Exercise directions – Would you retype each of the records exactly as shown?

════════════════════

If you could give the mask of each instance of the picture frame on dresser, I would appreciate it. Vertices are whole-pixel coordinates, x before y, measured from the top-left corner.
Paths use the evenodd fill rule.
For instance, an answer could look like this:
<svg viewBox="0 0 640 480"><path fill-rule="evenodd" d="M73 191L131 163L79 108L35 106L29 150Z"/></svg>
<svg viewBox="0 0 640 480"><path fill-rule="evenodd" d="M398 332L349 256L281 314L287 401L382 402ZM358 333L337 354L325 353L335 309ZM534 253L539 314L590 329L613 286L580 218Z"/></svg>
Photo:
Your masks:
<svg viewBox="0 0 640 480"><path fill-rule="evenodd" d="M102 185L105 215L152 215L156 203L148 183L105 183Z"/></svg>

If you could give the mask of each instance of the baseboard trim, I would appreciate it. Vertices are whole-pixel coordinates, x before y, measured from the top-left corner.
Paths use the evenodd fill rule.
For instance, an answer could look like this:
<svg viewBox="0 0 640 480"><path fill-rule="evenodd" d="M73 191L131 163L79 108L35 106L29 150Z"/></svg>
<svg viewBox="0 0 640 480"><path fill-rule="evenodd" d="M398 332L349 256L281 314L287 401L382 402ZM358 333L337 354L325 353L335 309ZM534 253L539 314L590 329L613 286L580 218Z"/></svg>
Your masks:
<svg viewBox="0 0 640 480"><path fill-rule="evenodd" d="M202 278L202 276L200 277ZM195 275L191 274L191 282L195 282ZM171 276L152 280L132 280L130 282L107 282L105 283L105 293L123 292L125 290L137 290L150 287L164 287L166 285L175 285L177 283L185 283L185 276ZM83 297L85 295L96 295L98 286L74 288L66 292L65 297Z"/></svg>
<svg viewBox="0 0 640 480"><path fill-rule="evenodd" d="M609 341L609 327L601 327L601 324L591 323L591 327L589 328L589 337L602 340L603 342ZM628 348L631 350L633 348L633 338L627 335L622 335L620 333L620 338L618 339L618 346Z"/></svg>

════════════════════

Reply –
If you could give the mask of each instance of the picture frame on dresser, I would appreciate it. Vertices are whole-pixel coordinates, x before y, measured from the top-left corner.
Paths use the evenodd fill rule.
For instance, an answer could look like this:
<svg viewBox="0 0 640 480"><path fill-rule="evenodd" d="M73 191L131 163L79 108L35 106L29 150Z"/></svg>
<svg viewBox="0 0 640 480"><path fill-rule="evenodd" d="M398 332L349 256L281 314L287 401L382 402ZM358 333L337 354L325 353L335 309ZM534 253L539 314L590 329L613 286L580 218Z"/></svg>
Photo:
Your masks:
<svg viewBox="0 0 640 480"><path fill-rule="evenodd" d="M102 185L105 215L152 215L156 203L148 183L105 183Z"/></svg>

If you could give the mask of each instance of the baseboard trim, I would appreciate it. Vertices are whole-pixel coordinates, x before y, measured from the top-left corner.
Paths use the evenodd fill rule.
For instance, an answer could look like this:
<svg viewBox="0 0 640 480"><path fill-rule="evenodd" d="M73 191L131 163L79 108L35 106L29 150Z"/></svg>
<svg viewBox="0 0 640 480"><path fill-rule="evenodd" d="M398 332L349 256L281 314L287 401L382 402ZM358 333L337 354L325 353L335 309ZM534 253L539 314L590 329L613 286L580 218Z"/></svg>
Your masks:
<svg viewBox="0 0 640 480"><path fill-rule="evenodd" d="M202 278L202 276L200 277ZM195 275L191 274L191 282L195 282ZM171 276L152 280L132 280L130 282L107 282L105 283L105 293L123 292L125 290L137 290L150 287L164 287L166 285L175 285L177 283L185 283L185 276ZM83 297L85 295L96 295L98 286L74 288L66 292L65 297Z"/></svg>
<svg viewBox="0 0 640 480"><path fill-rule="evenodd" d="M609 341L609 327L601 327L601 324L591 323L591 327L589 328L589 337L602 340L603 342ZM628 348L631 350L633 348L633 338L627 335L622 335L620 333L620 338L618 339L618 346Z"/></svg>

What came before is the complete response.